Sou adepta da simplicidade de discurso. Dizer as coisas como elas são, sem rodeios, com a calma possível e uma energia de superação do discurso. Já vivi alguns desses momentos - já disse que tinha cancro e já mo disseram várias vezes - e vivi-os sempre de forma diferente mas, depois dessa notícia, chegaram sempre os abraços, as lágrimas, o amor e a amizade. Permitir que o humor entre não significa que não se sofra, entendamos isso. E descomplicar não significa que é fácil ter cancro. Não é, não poderia ser e nunca será. Mas não temos o direito de ser felizes em qualquer das nossas fases? Temos. E quando dizemos a alguém que temos cancro não a queremos só informar, queremos garantir que temos ali a nossa equipa a torcer por nós.
A Marine também nos dá no seu livro um “Manual de Etiqueta” de expressões que não devemos dizer a uma pessoa diagnosticada com cancro. Quer salientar alguma em particular?

• _Material fornecido_:
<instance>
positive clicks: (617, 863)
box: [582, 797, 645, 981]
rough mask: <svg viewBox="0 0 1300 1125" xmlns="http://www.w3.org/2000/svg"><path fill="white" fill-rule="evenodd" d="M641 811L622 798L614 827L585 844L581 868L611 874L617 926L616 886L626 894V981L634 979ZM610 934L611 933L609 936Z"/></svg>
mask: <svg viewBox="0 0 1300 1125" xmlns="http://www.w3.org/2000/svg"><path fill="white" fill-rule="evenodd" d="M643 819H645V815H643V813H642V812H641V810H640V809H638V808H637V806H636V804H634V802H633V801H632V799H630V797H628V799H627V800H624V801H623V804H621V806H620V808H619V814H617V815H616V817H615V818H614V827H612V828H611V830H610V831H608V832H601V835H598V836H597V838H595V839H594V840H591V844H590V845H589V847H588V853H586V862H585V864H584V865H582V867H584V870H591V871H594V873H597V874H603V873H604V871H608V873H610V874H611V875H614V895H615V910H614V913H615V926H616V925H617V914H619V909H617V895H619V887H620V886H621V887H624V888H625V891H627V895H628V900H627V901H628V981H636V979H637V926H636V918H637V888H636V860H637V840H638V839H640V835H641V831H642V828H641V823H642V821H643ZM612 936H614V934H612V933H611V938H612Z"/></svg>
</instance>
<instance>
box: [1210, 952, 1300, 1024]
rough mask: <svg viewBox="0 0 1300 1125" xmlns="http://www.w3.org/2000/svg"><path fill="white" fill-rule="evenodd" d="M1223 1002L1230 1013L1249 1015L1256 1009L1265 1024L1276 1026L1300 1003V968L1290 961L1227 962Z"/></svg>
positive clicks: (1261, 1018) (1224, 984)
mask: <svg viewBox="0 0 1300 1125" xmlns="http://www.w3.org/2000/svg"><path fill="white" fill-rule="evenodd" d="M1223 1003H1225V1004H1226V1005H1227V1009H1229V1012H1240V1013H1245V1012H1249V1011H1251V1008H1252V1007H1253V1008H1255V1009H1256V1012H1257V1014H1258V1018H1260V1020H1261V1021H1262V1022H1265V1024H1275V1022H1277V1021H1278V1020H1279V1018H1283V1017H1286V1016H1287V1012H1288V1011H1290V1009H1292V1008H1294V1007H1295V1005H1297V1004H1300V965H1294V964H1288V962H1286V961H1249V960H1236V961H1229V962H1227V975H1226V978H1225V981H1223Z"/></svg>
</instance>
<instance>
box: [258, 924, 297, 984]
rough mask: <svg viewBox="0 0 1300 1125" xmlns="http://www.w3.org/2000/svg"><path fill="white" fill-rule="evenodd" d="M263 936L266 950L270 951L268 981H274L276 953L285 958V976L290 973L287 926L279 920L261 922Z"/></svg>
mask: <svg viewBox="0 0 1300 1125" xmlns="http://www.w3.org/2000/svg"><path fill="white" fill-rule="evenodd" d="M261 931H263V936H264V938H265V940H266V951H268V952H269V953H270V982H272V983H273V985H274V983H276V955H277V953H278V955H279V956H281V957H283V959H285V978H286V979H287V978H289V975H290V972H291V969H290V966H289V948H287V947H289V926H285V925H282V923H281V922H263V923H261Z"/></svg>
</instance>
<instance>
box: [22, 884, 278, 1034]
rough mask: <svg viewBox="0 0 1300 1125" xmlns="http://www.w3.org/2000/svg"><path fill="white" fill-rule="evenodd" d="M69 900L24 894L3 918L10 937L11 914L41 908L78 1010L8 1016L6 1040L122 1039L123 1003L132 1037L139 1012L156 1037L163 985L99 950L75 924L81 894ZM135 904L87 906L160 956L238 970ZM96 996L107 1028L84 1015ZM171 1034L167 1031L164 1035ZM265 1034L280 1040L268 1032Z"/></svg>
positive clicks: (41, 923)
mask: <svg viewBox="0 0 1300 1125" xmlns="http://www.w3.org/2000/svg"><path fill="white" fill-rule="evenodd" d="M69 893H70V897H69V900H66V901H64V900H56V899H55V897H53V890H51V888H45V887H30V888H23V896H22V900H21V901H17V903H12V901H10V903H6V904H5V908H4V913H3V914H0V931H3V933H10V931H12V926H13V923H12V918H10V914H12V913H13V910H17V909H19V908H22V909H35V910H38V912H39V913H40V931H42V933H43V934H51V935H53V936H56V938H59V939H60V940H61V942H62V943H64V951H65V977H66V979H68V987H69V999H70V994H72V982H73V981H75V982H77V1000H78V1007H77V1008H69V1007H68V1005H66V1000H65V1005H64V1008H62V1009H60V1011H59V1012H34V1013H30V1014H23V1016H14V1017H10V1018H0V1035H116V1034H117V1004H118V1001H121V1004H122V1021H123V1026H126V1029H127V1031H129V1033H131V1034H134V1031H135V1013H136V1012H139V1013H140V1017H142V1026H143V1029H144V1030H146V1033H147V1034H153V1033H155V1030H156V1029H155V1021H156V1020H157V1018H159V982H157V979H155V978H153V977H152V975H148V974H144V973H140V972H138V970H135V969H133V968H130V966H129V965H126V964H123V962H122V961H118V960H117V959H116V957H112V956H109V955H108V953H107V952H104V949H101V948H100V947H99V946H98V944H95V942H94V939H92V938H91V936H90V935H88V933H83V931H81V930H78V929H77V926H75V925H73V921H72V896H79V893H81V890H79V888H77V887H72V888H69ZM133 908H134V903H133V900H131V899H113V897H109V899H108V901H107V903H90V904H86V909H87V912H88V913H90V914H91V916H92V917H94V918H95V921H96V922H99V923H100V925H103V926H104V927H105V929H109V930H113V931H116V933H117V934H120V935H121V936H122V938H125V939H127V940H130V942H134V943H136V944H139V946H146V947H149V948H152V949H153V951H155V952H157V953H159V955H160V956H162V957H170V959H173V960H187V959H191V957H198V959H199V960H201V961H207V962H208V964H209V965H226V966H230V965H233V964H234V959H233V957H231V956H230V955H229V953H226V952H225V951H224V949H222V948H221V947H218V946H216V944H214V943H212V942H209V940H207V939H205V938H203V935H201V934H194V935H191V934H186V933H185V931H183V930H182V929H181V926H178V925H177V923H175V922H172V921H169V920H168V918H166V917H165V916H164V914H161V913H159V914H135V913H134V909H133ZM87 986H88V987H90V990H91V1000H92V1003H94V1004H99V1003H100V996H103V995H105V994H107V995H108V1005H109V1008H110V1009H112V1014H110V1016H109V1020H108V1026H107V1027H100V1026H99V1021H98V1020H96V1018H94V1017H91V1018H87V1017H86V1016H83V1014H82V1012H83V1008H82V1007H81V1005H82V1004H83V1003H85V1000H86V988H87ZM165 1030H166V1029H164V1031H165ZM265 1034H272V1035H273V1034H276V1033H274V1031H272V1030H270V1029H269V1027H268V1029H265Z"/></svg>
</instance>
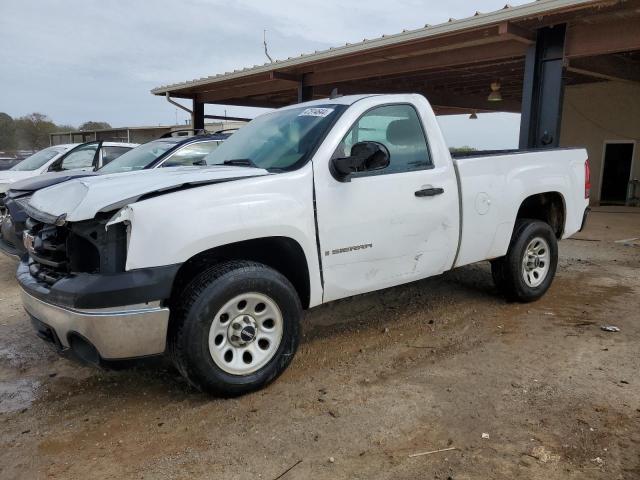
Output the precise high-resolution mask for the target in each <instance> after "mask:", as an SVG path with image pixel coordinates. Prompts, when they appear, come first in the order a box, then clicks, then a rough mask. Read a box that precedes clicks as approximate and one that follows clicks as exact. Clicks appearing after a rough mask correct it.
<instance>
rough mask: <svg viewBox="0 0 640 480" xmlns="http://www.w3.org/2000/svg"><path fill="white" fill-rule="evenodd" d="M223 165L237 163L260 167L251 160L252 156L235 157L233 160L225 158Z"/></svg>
mask: <svg viewBox="0 0 640 480" xmlns="http://www.w3.org/2000/svg"><path fill="white" fill-rule="evenodd" d="M222 164H223V165H237V166H239V167H253V168H258V166H257V165H256V164H255V163H253V162H252V161H251V159H250V158H234V159H233V160H225V161H224V162H222Z"/></svg>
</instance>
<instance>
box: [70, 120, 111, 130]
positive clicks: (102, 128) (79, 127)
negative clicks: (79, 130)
mask: <svg viewBox="0 0 640 480" xmlns="http://www.w3.org/2000/svg"><path fill="white" fill-rule="evenodd" d="M107 128H111V125H109V124H108V123H107V122H84V123H83V124H82V125H80V126H79V127H78V130H105V129H107Z"/></svg>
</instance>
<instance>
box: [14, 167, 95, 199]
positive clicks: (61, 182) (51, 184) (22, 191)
mask: <svg viewBox="0 0 640 480" xmlns="http://www.w3.org/2000/svg"><path fill="white" fill-rule="evenodd" d="M94 175H98V173H96V172H92V171H85V170H73V171H70V172H49V173H43V174H41V175H36V176H34V177H29V178H25V179H23V180H18V181H16V182H14V183H13V184H11V186H10V189H11V191H12V192H16V193H18V192H19V193H20V195H24V194H26V193H30V192H35V191H36V190H41V189H43V188H47V187H50V186H52V185H57V184H58V183H62V182H67V181H69V180H73V179H74V178H80V177H92V176H94Z"/></svg>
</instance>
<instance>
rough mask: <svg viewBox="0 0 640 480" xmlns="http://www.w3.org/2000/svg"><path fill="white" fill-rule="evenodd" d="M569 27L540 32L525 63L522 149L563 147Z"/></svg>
mask: <svg viewBox="0 0 640 480" xmlns="http://www.w3.org/2000/svg"><path fill="white" fill-rule="evenodd" d="M566 30H567V26H566V25H556V26H554V27H545V28H541V29H540V30H538V38H537V41H536V43H535V44H534V45H532V46H531V47H529V51H528V52H527V57H526V60H525V70H524V82H523V89H522V118H521V120H520V148H522V149H532V148H556V147H558V146H559V144H560V124H561V121H562V98H563V91H564V81H563V78H562V75H563V72H564V39H565V33H566Z"/></svg>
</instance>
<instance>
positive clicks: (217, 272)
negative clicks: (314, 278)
mask: <svg viewBox="0 0 640 480" xmlns="http://www.w3.org/2000/svg"><path fill="white" fill-rule="evenodd" d="M177 303H178V305H177V308H176V309H175V313H174V312H172V319H171V328H170V332H169V349H170V352H171V355H172V357H173V361H174V363H175V365H176V367H177V368H178V370H179V371H180V373H182V375H183V376H184V377H185V378H186V379H187V380H188V381H189V382H190V383H191V384H192V385H194V386H195V387H196V388H198V389H199V390H202V391H206V392H210V393H214V394H217V395H221V396H236V395H241V394H244V393H248V392H251V391H254V390H257V389H259V388H261V387H263V386H265V385H266V384H268V383H269V382H271V381H272V380H274V379H275V378H276V377H277V376H278V375H280V374H281V373H282V372H283V371H284V370H285V369H286V368H287V366H288V365H289V363H290V362H291V360H292V358H293V355H294V354H295V352H296V349H297V346H298V340H299V324H300V318H301V316H302V307H301V305H300V300H299V298H298V295H297V293H296V290H295V289H294V287H293V286H292V285H291V283H290V282H289V281H288V280H287V279H286V278H285V277H284V276H283V275H282V274H280V273H279V272H277V271H275V270H273V269H272V268H269V267H267V266H266V265H262V264H260V263H256V262H248V261H230V262H225V263H221V264H219V265H216V266H214V267H211V268H210V269H209V270H206V271H204V272H203V273H201V274H199V275H198V276H197V277H196V278H195V279H194V280H193V281H192V282H191V283H190V284H189V285H187V287H186V288H185V289H184V290H183V292H182V294H181V295H180V299H179V301H178V302H177Z"/></svg>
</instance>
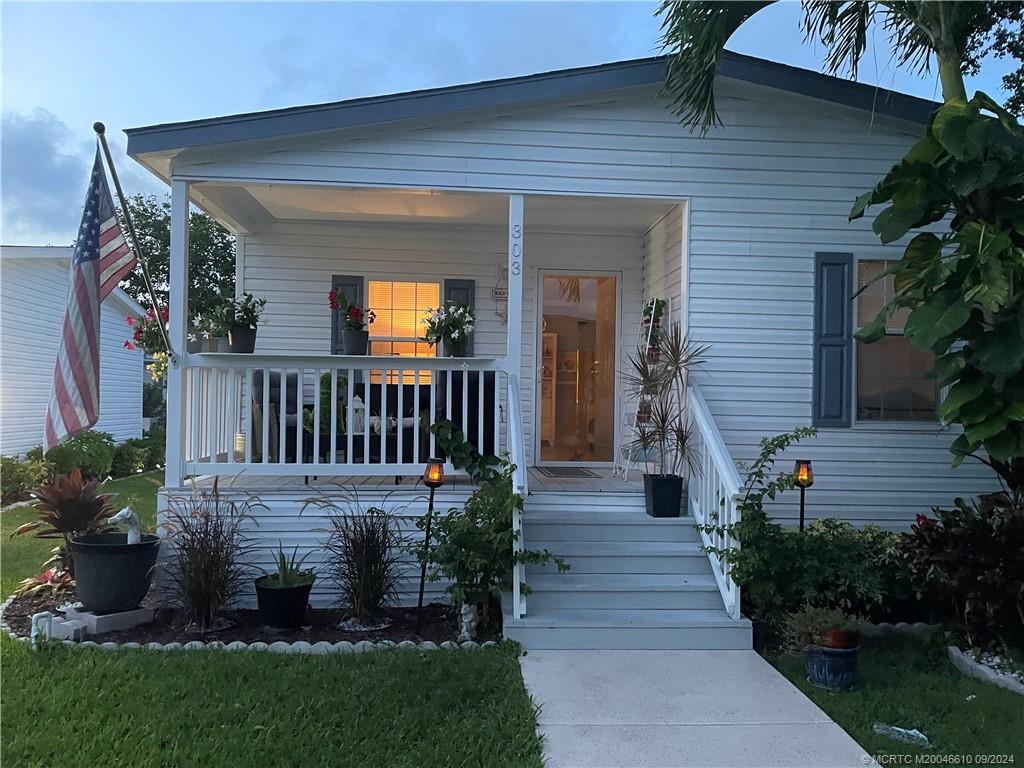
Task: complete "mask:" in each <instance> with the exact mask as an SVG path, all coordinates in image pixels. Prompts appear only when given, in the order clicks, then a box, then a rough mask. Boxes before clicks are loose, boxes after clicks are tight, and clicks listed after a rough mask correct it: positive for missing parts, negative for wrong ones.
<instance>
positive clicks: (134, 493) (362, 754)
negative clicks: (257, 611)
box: [0, 473, 542, 768]
mask: <svg viewBox="0 0 1024 768" xmlns="http://www.w3.org/2000/svg"><path fill="white" fill-rule="evenodd" d="M159 483H160V477H159V475H157V474H153V473H150V474H145V475H136V476H134V477H128V478H123V479H120V480H113V481H111V482H108V483H106V484H105V485H104V489H105V490H108V492H110V493H118V494H119V495H120V496H119V497H118V498H117V499H116V500H114V506H115V507H116V508H120V507H121V506H123V505H125V504H130V505H131V506H132V507H133V508H134V509H135V511H136V512H138V513H139V516H140V517H141V518H142V523H143V529H152V528H153V526H154V524H155V522H156V492H157V487H158V486H159ZM32 516H33V515H32V511H31V510H30V509H18V510H14V511H8V512H4V513H3V514H2V515H0V530H2V540H0V556H2V557H0V573H2V579H0V583H2V589H3V594H4V595H9V594H10V592H11V590H12V589H13V587H14V585H15V584H16V583H17V582H18V581H20V580H22V579H24V578H25V577H27V575H29V574H31V573H33V572H35V571H36V570H37V569H38V566H39V563H41V562H42V561H43V560H44V559H46V555H47V552H48V551H49V549H50V548H51V547H52V546H53V543H52V542H47V541H41V540H38V539H34V538H31V537H20V538H18V539H13V540H11V539H9V536H10V532H11V531H12V530H13V529H14V528H16V527H17V526H18V525H20V524H22V523H23V522H26V521H28V520H30V519H32ZM0 651H2V662H3V722H2V728H0V749H2V758H3V763H4V765H12V766H13V765H16V766H26V768H32V767H35V766H40V767H41V768H42V767H43V766H45V767H46V768H50V767H53V768H65V767H66V766H72V765H74V766H131V767H132V768H151V767H152V768H158V767H161V768H162V767H164V766H168V767H171V766H174V767H176V766H189V768H203V767H204V766H211V768H212V767H216V768H223V766H261V767H262V766H268V767H269V766H322V765H331V766H337V767H344V766H388V767H389V768H401V767H402V766H410V767H411V768H412V767H413V766H416V767H418V768H419V767H422V768H427V767H430V766H438V767H440V766H444V767H445V768H446V767H449V766H453V767H455V766H481V765H486V766H488V767H489V766H495V767H500V766H515V767H516V768H530V767H537V768H540V766H541V765H542V761H541V754H542V751H541V740H540V737H539V736H538V735H537V719H536V712H535V708H534V705H532V701H531V700H530V699H529V696H528V695H527V694H526V690H525V687H524V686H523V682H522V677H521V676H520V674H519V665H518V663H517V660H516V652H517V651H516V649H515V647H514V646H501V647H498V648H489V649H481V650H478V651H432V652H420V651H397V650H396V651H383V652H376V653H366V654H355V655H330V656H291V655H280V654H275V653H260V652H246V653H228V652H219V651H182V652H173V653H169V652H162V651H144V650H138V651H119V652H117V653H110V652H108V651H102V650H96V649H77V648H75V649H72V648H65V647H55V648H51V649H48V650H46V651H45V652H39V653H36V652H33V651H32V650H30V649H29V648H27V647H26V646H25V645H24V644H20V643H14V642H13V641H11V640H9V639H8V638H6V637H3V638H0Z"/></svg>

• _Tarefa 1_:
No texto sobre dar e receber a notícia de um cancro, o que chegou sempre depois dessa notícia?
• _Tarefa 2_:
Continue o texto sobre como falar do cancro, a partir da última frase apresentada.

• _Resposta final 1_:
Chegaram sempre os abraços, as lágrimas, o amor e a amizade.

• _Resposta final 2_:
Começar as frases com “até” - não façam isso. “Até ficas bem careca”; “Até estás com bom ar”; “Até pareces bonita assim”. Ninguém acredita na palavra “até”. Ou se tem algo benéfico para acrescentar e empoderar ou então não se diz nada. Dou sempre este exemplo que, pode parecer pequenino mas faz a diferença no dia da pessoa que precisa de um elogio, uma motivação e que de repente, leva com um “até” que não anima ninguém.
Quais são as piores pessoas que podemos ter ao nosso lado na “travessia do deserto”, como refere no seu livro?
Os negativos e os cobardes. Os negativos são aquelas pessoas que falam com pena, com um tom de voz arrastado, que suspiram ao nosso lado e dizem coisas como, “meu deus, é horrível o que te está a acontecer!”. Os negativos que estão de cara fechada e que não dizem uma graça nem são boa companhia, são a meu ver tóxicos e visitas indesejáveis. Mas os cobardes, aqueles que desaparecem como que por magia, que não telefonam, não falam, não visitam e não perguntam, ficam marcados para sempre. Não esquecemos quem esteve do nosso lado, mas também não esquecemos a ausência.
Os negativos são aquelas pessoas que falam com pena, com um tom de voz arrastado, que suspiram ao nosso lado e dizem coisas como, “meu deus, é horrível o que te está a acontecer!”
Um dos perfis que definiu para a pessoa diagnosticada com cancro destaca a teimosia e vê-a como uma qualidade. Porquê?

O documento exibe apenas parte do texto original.